[PROBLEM REQUIREMENTS]
For the listing below, print exactly the lines from the line with "Query: grass median" to the line with "Could you point to the grassy", both included, and nothing beyond them.

[RAW DATA]

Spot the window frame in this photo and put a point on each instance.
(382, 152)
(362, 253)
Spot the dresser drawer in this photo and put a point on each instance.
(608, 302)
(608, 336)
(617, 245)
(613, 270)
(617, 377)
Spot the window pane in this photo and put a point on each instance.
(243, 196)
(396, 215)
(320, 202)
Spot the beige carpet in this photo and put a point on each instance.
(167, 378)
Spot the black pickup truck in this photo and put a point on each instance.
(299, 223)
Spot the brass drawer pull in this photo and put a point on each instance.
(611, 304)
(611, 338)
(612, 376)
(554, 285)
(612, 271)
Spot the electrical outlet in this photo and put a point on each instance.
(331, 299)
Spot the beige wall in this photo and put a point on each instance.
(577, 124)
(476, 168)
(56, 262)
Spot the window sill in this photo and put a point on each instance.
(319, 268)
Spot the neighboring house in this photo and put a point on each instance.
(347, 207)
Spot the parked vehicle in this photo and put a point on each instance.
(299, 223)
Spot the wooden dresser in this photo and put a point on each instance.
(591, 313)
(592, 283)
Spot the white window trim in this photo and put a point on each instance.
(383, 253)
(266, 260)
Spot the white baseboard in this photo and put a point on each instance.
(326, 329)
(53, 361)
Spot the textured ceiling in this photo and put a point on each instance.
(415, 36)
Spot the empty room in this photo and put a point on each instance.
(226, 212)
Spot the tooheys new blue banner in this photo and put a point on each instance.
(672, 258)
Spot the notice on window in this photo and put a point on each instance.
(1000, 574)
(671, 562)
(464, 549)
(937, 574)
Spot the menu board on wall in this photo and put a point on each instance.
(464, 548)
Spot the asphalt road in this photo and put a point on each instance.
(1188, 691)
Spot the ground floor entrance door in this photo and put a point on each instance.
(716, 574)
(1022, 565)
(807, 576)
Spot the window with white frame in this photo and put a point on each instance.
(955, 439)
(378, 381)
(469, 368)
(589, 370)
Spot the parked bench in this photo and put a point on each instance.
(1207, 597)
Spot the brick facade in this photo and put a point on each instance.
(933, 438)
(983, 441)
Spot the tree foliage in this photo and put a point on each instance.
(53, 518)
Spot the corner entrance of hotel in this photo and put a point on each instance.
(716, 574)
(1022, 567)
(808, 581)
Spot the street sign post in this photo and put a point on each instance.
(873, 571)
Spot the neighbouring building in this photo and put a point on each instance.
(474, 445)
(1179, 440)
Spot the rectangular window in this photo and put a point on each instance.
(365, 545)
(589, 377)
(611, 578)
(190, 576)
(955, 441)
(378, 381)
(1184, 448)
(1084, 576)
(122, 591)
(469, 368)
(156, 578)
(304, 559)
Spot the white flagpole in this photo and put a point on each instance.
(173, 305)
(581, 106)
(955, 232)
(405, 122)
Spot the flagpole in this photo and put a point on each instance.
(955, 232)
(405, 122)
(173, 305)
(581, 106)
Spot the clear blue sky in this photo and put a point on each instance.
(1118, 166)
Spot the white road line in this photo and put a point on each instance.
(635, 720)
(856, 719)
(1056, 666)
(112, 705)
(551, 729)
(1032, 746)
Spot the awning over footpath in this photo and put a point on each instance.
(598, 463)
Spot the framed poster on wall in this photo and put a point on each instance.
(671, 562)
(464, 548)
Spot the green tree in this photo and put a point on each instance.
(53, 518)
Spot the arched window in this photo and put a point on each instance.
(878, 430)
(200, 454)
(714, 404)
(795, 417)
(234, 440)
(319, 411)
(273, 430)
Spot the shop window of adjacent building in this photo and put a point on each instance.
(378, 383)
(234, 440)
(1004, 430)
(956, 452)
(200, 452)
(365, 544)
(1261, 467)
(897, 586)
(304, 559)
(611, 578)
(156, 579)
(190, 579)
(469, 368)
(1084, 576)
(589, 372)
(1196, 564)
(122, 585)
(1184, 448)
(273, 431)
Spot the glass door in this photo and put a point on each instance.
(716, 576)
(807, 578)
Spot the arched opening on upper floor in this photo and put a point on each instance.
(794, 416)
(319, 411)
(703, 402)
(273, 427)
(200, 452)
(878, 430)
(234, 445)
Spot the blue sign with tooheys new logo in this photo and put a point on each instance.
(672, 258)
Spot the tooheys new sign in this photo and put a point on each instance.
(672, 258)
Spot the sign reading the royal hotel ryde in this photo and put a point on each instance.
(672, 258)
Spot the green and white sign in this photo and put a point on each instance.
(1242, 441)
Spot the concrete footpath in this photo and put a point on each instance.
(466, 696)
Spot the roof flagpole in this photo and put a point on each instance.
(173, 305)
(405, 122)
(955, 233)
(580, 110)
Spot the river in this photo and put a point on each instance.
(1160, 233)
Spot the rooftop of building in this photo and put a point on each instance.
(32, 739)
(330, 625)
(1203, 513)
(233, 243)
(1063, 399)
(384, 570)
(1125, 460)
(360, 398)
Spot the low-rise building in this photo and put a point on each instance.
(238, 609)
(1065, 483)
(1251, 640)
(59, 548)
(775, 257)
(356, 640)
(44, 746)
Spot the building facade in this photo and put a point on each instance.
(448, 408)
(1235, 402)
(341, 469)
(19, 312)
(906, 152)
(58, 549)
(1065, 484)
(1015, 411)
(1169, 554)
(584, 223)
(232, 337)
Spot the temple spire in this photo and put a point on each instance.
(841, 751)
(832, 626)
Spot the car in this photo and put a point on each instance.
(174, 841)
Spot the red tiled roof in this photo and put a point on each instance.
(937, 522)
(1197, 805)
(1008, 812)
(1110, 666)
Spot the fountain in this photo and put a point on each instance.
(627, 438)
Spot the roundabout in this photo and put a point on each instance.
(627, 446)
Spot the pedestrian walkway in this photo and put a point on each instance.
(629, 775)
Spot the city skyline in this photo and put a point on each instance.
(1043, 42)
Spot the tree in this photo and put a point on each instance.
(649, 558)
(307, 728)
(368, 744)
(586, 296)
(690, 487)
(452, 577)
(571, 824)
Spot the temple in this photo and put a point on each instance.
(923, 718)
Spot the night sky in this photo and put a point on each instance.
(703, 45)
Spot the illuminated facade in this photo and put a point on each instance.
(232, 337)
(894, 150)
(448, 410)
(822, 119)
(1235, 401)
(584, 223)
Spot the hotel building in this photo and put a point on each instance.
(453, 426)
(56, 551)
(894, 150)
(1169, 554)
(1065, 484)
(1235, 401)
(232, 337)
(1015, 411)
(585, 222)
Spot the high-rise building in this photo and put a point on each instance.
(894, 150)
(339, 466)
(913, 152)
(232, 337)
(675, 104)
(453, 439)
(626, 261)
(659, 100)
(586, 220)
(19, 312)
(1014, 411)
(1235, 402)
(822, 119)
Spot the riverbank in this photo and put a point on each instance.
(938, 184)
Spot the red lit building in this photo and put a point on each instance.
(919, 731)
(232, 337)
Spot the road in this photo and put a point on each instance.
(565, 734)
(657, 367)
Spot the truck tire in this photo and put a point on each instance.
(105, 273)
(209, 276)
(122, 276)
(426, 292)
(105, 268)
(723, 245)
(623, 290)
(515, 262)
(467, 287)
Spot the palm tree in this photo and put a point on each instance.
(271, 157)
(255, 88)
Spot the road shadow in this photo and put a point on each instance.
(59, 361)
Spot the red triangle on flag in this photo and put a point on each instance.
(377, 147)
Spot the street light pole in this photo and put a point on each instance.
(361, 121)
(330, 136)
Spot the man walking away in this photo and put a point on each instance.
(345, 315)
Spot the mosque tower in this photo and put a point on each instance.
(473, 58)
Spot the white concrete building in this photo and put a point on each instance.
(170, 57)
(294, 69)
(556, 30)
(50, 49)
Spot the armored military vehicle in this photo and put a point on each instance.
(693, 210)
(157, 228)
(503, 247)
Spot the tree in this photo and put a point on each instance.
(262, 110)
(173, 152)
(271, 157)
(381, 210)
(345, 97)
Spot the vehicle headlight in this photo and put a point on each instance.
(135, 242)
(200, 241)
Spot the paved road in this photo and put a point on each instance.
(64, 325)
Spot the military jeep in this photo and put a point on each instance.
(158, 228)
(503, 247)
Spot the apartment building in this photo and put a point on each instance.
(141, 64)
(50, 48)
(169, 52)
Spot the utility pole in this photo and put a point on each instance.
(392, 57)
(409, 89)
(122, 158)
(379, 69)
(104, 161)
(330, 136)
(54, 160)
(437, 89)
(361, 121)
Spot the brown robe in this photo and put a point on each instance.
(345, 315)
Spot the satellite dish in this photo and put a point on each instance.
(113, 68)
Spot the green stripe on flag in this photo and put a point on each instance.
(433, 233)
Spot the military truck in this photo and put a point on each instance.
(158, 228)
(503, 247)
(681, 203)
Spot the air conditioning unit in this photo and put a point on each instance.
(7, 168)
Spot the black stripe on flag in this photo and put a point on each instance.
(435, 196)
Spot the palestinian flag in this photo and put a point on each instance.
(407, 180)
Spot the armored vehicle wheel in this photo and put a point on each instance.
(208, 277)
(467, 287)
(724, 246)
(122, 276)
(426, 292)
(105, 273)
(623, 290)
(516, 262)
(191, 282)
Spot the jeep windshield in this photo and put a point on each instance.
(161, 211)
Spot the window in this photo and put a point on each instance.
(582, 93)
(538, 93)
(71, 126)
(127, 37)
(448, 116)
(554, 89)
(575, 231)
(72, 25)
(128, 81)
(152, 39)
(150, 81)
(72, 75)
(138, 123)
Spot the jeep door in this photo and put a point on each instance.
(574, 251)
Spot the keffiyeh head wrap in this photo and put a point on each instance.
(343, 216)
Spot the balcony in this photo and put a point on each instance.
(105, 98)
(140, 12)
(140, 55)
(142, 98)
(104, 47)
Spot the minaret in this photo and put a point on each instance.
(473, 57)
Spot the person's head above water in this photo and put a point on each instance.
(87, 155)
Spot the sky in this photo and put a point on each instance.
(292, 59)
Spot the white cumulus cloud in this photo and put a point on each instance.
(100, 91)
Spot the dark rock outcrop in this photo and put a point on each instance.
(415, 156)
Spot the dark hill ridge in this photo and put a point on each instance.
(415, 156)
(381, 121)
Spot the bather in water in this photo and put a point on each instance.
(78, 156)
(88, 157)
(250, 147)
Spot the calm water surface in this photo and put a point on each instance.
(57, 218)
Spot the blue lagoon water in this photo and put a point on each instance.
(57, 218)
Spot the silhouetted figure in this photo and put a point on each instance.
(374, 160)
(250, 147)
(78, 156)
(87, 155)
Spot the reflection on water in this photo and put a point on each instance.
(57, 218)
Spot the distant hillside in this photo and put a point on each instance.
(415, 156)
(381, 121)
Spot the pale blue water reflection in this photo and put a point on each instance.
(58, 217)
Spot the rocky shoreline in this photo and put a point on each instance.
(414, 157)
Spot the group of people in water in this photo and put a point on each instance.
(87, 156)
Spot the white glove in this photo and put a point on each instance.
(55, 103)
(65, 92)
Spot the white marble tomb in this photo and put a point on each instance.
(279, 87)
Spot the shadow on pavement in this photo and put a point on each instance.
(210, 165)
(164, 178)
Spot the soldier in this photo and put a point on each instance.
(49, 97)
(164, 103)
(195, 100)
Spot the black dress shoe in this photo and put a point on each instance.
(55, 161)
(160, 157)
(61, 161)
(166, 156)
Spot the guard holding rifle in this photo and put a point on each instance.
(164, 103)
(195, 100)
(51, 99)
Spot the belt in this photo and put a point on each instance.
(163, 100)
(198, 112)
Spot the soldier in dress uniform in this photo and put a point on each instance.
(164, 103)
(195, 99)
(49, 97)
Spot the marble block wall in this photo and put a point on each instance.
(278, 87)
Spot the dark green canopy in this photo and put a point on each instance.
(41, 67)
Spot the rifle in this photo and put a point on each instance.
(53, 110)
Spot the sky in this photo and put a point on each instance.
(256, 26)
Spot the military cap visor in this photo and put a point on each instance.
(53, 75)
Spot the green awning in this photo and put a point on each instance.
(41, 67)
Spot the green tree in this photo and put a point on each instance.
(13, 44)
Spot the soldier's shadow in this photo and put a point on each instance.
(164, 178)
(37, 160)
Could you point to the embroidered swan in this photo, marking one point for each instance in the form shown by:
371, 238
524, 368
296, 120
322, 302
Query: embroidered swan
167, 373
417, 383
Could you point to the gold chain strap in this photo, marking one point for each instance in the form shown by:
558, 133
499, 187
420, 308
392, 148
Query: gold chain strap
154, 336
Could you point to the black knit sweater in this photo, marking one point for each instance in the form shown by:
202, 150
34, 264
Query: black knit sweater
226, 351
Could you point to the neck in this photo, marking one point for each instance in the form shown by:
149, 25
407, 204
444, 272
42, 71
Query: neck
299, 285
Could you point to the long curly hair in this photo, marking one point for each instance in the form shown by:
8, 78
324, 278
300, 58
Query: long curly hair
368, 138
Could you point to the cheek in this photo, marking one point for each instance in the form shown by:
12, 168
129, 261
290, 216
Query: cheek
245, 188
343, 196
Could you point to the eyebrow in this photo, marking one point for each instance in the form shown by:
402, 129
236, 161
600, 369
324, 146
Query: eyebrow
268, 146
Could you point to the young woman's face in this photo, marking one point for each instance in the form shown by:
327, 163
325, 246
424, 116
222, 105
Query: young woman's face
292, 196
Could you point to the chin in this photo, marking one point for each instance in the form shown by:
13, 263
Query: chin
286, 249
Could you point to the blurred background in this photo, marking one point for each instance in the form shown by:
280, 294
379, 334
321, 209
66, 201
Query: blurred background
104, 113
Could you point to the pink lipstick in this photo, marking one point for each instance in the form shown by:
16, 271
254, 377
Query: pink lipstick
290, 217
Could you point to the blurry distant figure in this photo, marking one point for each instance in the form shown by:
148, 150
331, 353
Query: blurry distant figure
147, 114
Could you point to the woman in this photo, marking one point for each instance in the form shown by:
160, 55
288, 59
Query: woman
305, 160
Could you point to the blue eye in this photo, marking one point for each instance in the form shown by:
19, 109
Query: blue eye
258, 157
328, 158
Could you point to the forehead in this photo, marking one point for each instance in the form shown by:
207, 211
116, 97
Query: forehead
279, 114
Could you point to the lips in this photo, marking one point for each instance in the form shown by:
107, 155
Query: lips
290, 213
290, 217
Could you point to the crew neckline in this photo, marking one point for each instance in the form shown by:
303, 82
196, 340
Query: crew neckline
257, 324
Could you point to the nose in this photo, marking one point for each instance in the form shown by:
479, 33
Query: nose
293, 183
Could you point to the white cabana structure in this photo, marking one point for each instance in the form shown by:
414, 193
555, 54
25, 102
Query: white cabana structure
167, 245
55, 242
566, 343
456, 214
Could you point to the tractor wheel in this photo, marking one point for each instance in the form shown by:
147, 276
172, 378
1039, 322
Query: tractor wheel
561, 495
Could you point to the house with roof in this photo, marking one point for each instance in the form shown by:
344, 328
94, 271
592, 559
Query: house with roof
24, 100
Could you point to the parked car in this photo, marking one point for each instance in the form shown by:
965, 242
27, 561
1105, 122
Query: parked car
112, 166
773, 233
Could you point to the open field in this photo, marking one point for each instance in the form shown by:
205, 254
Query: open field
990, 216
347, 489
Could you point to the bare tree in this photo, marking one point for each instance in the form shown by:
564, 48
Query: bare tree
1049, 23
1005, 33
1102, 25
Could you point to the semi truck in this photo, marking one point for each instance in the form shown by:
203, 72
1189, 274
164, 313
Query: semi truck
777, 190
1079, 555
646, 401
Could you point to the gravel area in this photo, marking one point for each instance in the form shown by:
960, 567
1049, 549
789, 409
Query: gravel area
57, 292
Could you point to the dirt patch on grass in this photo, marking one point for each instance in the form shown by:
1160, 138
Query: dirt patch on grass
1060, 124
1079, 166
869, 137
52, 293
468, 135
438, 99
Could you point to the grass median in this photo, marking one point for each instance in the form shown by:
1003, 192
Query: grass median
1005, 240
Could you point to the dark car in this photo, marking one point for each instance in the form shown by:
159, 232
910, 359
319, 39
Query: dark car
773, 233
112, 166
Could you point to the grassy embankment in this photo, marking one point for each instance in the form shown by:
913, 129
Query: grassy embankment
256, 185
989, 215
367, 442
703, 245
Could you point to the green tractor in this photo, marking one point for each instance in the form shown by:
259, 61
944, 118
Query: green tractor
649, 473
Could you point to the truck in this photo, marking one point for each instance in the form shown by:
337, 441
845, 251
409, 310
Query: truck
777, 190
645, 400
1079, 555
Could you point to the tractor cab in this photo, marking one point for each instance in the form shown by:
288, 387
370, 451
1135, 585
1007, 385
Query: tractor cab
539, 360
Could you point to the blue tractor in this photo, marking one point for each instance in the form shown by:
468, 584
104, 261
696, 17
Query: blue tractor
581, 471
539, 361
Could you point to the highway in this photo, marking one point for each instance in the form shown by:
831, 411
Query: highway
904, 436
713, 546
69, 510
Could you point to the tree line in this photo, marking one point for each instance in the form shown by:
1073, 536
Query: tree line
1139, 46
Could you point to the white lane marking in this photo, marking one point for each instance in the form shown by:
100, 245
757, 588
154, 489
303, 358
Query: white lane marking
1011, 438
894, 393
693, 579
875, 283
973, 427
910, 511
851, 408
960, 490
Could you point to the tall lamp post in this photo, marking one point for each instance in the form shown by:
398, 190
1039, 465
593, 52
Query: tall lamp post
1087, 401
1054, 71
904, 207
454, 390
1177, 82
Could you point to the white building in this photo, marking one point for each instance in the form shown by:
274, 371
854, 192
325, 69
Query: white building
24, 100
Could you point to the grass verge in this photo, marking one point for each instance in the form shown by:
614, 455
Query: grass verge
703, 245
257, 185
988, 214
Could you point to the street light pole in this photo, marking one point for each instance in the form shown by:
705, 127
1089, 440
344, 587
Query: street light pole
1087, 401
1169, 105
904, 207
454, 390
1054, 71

[SOLUTION TO THE EXERCISE]
Query: grass median
1005, 240
Could you point to the dark car in this photo, marking one point for each instance in the form shown by:
159, 232
910, 359
319, 39
Query: dark car
773, 233
112, 166
Could you point to the grassy embankment in this photo, marking one point for each instance in the form shown by:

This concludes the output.